● **RECORDED DATA**:
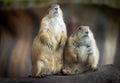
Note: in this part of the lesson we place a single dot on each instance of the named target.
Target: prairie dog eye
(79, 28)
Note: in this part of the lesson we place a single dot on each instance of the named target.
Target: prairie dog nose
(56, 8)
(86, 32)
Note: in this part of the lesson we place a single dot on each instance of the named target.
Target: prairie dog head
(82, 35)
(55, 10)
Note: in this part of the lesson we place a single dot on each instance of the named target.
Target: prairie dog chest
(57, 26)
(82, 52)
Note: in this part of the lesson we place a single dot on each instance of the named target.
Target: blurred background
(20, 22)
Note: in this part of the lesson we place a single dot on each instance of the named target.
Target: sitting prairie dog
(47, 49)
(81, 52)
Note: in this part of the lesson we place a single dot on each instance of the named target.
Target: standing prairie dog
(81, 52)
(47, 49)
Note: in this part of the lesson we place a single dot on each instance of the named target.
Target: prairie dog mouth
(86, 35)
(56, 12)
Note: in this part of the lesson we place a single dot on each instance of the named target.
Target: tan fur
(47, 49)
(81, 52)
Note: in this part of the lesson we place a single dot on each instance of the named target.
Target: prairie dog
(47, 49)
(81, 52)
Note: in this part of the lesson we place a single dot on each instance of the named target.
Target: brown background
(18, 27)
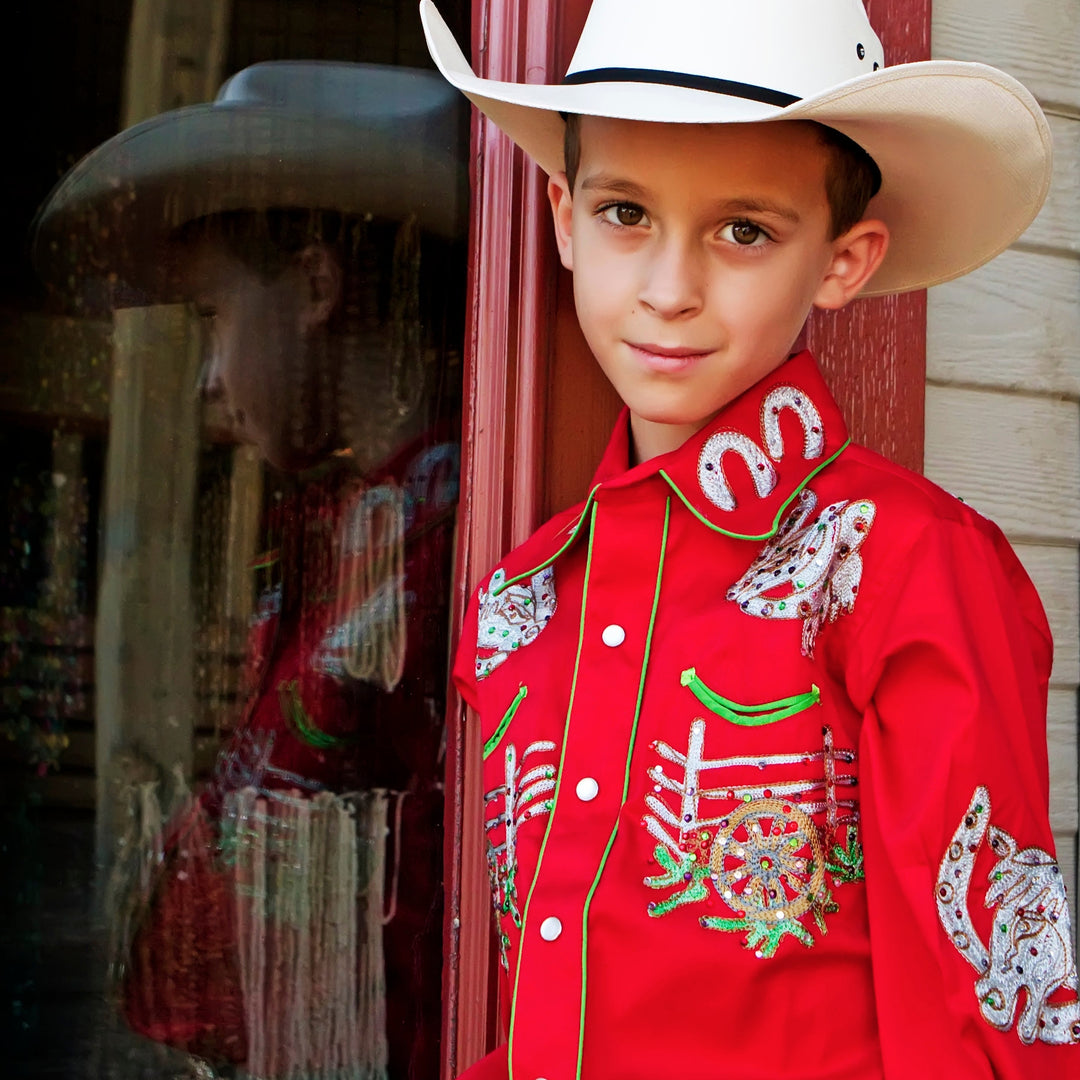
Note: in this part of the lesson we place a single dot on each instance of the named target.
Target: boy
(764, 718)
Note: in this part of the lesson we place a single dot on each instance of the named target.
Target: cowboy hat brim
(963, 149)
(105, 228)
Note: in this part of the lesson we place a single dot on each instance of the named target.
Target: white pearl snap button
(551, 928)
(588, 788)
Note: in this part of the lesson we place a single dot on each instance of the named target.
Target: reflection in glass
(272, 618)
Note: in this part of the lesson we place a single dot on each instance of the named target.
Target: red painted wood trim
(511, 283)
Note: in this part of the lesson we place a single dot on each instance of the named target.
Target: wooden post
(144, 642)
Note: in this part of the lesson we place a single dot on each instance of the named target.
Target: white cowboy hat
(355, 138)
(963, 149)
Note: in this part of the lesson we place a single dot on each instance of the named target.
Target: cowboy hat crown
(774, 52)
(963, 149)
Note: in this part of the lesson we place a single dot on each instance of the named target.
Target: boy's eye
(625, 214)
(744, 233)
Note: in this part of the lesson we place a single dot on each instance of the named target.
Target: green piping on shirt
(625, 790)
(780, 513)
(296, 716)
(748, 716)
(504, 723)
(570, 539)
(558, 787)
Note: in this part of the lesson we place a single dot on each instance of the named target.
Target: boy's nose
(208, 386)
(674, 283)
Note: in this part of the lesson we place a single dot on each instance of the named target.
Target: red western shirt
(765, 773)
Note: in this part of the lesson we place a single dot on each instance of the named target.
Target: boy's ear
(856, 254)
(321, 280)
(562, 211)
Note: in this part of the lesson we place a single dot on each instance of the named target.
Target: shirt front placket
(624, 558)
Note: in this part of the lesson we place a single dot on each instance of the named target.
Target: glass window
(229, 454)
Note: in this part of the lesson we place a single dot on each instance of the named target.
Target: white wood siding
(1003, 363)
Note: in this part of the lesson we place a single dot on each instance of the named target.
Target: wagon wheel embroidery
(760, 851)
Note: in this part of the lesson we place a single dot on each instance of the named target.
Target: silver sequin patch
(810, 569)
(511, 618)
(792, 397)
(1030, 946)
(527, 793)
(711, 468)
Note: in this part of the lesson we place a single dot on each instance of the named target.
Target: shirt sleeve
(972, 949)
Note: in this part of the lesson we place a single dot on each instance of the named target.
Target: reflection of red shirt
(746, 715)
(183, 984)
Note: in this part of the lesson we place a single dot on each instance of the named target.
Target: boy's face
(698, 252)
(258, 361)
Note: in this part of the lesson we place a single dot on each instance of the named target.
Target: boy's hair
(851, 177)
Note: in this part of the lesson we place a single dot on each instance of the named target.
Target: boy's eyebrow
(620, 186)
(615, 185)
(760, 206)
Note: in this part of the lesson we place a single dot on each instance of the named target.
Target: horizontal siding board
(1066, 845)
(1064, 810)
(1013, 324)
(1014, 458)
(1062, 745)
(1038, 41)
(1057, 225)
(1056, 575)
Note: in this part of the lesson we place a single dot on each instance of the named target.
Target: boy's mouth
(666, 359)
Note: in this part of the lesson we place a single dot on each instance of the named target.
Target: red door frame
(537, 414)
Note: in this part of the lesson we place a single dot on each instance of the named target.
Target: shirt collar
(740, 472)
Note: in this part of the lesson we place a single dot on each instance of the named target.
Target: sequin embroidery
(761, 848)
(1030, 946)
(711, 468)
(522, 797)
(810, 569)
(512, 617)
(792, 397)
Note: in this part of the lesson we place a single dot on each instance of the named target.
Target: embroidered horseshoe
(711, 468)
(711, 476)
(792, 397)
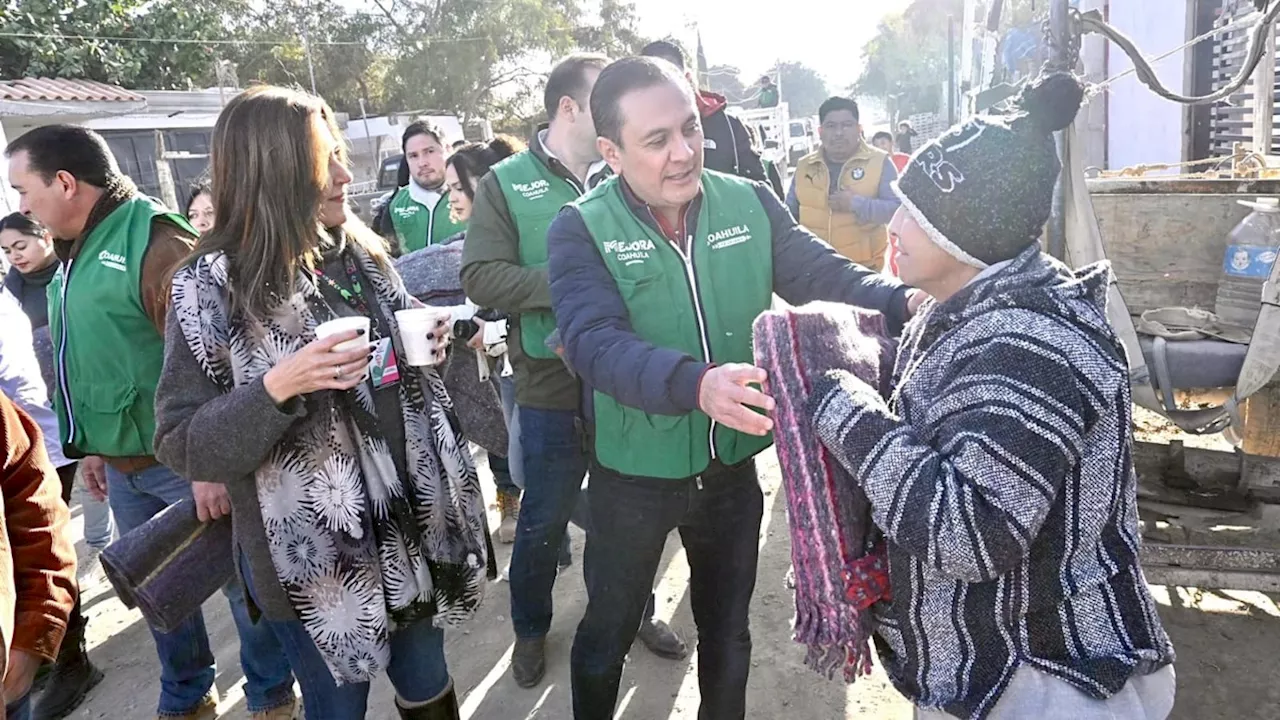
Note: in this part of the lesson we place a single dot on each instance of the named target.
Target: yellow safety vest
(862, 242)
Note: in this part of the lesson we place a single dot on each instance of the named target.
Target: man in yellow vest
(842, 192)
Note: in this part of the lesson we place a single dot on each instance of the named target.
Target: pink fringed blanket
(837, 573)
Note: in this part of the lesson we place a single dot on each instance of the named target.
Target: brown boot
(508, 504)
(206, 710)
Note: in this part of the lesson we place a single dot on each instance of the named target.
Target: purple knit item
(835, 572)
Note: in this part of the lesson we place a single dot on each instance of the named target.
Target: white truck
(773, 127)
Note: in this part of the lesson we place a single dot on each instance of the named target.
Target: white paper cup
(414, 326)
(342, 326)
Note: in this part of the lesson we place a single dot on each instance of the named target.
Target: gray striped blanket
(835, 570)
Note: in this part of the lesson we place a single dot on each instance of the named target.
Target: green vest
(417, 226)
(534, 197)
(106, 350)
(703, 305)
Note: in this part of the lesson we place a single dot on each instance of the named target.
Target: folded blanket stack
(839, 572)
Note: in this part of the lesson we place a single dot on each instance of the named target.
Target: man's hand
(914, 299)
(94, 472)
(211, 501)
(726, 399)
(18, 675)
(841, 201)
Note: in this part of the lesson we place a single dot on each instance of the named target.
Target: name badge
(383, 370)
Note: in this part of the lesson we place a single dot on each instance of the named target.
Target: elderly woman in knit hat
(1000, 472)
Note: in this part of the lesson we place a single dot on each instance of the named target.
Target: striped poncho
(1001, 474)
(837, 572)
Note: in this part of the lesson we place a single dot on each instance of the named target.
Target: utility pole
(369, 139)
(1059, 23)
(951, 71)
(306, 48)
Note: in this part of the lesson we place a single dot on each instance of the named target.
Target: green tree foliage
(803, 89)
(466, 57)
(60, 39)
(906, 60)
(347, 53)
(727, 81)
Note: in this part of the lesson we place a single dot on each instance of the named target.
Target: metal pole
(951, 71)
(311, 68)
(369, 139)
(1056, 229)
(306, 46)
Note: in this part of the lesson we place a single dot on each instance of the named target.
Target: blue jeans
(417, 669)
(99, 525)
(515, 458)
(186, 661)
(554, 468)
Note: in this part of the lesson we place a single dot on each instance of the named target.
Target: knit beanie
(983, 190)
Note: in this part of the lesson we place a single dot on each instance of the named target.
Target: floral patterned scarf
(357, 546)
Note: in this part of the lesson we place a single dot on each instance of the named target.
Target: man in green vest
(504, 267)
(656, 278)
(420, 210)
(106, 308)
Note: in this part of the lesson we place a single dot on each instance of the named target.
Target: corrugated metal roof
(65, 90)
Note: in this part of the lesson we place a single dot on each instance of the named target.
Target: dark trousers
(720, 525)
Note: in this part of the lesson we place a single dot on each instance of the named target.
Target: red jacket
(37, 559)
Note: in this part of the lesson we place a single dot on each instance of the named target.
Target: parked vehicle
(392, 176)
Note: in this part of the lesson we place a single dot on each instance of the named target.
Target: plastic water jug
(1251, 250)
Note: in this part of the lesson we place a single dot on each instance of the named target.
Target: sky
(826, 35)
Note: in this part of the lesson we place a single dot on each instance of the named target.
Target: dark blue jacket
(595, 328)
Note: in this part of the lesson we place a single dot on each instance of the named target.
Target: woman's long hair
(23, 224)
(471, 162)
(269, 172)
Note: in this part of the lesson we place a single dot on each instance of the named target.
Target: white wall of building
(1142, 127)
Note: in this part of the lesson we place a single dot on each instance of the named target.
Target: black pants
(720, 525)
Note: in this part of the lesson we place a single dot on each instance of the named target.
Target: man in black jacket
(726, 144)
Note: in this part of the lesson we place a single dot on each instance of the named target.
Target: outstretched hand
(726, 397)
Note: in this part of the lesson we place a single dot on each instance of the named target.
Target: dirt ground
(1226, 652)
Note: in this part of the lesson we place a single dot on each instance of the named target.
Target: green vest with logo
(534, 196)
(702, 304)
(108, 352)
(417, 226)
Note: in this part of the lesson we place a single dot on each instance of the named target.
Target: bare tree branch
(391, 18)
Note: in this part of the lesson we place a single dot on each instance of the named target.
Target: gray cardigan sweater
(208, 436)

● **WORK REQUIRED**: List each line of the rows above that contains the string "black".

● **WORKED ANSWER**:
Target: black pants
Target: man in black jacket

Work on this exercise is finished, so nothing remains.